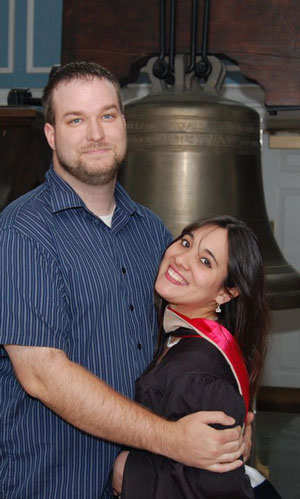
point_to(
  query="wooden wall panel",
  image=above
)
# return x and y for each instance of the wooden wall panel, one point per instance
(262, 36)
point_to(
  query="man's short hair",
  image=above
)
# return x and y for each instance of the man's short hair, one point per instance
(79, 70)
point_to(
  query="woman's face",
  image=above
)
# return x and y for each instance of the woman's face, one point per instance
(193, 270)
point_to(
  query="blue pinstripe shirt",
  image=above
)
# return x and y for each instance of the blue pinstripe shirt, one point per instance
(70, 282)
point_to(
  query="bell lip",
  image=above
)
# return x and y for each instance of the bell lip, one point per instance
(283, 301)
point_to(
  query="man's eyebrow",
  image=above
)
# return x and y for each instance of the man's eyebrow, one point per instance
(78, 112)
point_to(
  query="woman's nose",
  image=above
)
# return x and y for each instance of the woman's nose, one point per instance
(182, 259)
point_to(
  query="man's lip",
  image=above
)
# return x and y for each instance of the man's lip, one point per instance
(99, 150)
(175, 277)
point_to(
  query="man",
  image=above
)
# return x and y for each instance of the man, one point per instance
(78, 261)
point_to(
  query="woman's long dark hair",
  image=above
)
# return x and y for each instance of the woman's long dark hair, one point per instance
(246, 316)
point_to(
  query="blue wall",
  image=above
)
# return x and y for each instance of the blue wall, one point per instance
(30, 41)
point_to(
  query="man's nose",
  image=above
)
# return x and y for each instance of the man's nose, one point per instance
(95, 130)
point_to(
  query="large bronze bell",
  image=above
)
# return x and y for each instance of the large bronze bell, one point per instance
(193, 154)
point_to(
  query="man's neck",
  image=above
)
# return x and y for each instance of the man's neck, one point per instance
(99, 199)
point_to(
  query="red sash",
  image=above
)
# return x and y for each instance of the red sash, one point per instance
(223, 340)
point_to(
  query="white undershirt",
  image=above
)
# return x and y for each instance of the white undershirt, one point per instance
(107, 219)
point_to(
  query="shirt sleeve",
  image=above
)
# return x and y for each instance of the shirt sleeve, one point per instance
(33, 308)
(155, 477)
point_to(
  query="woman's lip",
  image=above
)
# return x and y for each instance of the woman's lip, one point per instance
(173, 276)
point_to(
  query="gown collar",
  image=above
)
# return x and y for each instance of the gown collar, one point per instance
(221, 338)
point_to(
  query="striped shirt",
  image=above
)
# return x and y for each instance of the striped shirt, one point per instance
(70, 282)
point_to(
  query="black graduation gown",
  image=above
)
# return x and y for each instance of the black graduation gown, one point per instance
(193, 376)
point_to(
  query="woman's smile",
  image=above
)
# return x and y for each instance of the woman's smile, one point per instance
(173, 276)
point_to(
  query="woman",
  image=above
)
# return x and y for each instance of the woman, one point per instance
(210, 281)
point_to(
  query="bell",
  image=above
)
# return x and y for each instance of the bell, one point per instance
(194, 154)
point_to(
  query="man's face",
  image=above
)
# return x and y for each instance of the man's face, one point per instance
(89, 136)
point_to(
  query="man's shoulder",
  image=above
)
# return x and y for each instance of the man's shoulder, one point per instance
(26, 212)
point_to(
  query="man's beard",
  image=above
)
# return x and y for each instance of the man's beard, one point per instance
(90, 176)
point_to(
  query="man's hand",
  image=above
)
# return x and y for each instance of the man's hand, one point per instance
(207, 448)
(118, 471)
(248, 436)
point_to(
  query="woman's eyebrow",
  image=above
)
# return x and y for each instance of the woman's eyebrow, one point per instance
(212, 255)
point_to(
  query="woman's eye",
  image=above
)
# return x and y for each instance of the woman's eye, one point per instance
(76, 121)
(205, 261)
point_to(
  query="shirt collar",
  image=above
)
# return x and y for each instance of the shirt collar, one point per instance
(63, 196)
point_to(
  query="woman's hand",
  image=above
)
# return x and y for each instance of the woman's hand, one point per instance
(117, 474)
(248, 436)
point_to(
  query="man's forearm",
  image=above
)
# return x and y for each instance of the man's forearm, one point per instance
(82, 399)
(88, 403)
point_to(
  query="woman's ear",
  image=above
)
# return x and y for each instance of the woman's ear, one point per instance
(227, 294)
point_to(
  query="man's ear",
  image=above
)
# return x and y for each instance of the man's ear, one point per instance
(227, 294)
(50, 135)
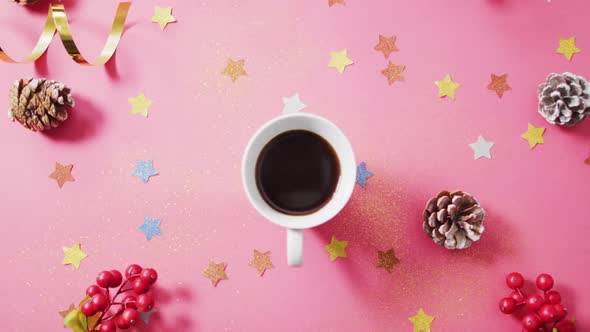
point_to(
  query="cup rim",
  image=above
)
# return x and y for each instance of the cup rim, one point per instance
(343, 190)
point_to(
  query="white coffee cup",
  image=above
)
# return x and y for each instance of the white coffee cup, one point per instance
(295, 224)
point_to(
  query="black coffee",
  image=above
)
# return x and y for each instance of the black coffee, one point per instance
(297, 172)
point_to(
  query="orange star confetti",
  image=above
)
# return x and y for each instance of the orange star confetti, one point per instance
(386, 45)
(234, 69)
(215, 272)
(393, 72)
(261, 261)
(387, 259)
(62, 174)
(499, 84)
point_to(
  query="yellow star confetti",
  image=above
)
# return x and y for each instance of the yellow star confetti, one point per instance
(387, 259)
(62, 174)
(393, 72)
(140, 104)
(261, 261)
(447, 87)
(339, 60)
(73, 255)
(568, 48)
(163, 16)
(234, 69)
(534, 135)
(421, 321)
(336, 248)
(215, 272)
(499, 84)
(386, 45)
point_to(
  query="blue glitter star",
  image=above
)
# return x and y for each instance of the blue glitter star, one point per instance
(150, 227)
(362, 174)
(145, 316)
(144, 170)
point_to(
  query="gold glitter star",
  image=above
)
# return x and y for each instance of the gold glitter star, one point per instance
(73, 255)
(339, 60)
(215, 272)
(387, 259)
(336, 248)
(393, 72)
(261, 261)
(534, 135)
(386, 45)
(62, 174)
(447, 87)
(163, 16)
(499, 84)
(140, 104)
(234, 69)
(568, 48)
(421, 321)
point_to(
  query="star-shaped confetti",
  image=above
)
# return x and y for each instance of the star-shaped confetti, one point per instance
(447, 87)
(333, 2)
(393, 72)
(293, 104)
(144, 170)
(362, 174)
(73, 255)
(140, 104)
(387, 259)
(534, 135)
(481, 148)
(386, 45)
(215, 272)
(261, 261)
(163, 16)
(62, 174)
(150, 227)
(499, 84)
(568, 48)
(339, 60)
(145, 316)
(421, 321)
(234, 69)
(336, 248)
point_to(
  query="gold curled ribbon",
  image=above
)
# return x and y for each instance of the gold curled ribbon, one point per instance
(57, 20)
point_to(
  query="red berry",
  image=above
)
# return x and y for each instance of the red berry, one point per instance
(104, 279)
(117, 278)
(88, 309)
(129, 302)
(552, 297)
(517, 296)
(534, 302)
(140, 287)
(547, 313)
(514, 280)
(507, 305)
(107, 326)
(132, 269)
(92, 290)
(99, 302)
(130, 315)
(531, 322)
(544, 282)
(145, 302)
(149, 276)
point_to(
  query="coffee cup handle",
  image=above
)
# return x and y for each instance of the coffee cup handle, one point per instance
(294, 247)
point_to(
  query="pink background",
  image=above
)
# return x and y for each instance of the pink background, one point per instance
(414, 142)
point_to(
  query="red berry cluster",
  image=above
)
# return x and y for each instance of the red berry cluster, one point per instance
(122, 313)
(547, 311)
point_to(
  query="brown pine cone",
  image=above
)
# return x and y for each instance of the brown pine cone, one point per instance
(454, 219)
(39, 104)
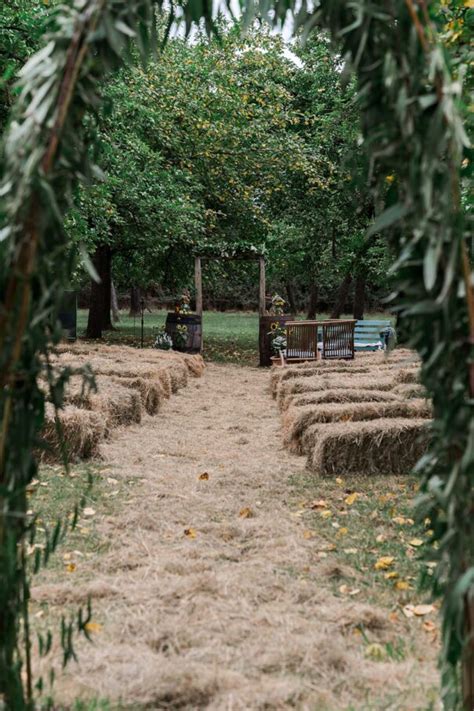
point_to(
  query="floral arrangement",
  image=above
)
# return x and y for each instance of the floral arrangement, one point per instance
(183, 306)
(181, 335)
(278, 337)
(278, 305)
(163, 340)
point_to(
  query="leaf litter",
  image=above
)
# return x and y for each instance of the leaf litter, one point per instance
(255, 613)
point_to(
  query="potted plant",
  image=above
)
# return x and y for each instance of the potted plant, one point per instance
(184, 327)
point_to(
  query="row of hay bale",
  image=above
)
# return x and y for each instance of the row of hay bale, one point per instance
(366, 416)
(129, 383)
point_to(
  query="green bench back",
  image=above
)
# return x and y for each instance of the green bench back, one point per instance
(369, 331)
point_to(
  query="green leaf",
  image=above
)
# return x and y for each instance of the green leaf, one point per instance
(392, 215)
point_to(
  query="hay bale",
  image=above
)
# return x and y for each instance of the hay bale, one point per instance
(363, 362)
(350, 395)
(333, 381)
(386, 446)
(102, 366)
(151, 392)
(120, 405)
(298, 420)
(408, 375)
(82, 432)
(410, 390)
(127, 354)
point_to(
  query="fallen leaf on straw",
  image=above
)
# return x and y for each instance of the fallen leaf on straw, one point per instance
(384, 562)
(320, 504)
(246, 512)
(402, 585)
(417, 610)
(93, 627)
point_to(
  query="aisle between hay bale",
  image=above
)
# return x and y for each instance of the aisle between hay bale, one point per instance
(219, 587)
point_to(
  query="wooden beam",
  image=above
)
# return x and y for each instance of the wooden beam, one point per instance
(198, 284)
(261, 299)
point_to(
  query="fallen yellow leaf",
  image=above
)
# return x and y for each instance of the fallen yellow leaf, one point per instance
(376, 652)
(93, 627)
(246, 512)
(418, 610)
(384, 562)
(321, 504)
(402, 585)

——

Set exercise -
Locate each line in the entries above that contains the word "black", and copy those lines out.

Result below -
  query="black graduation gown",
# return x and y for each instance of the black graduation gown, one point per instance
  query="black coffee",
# return x and y for each instance of the black coffee, one point per instance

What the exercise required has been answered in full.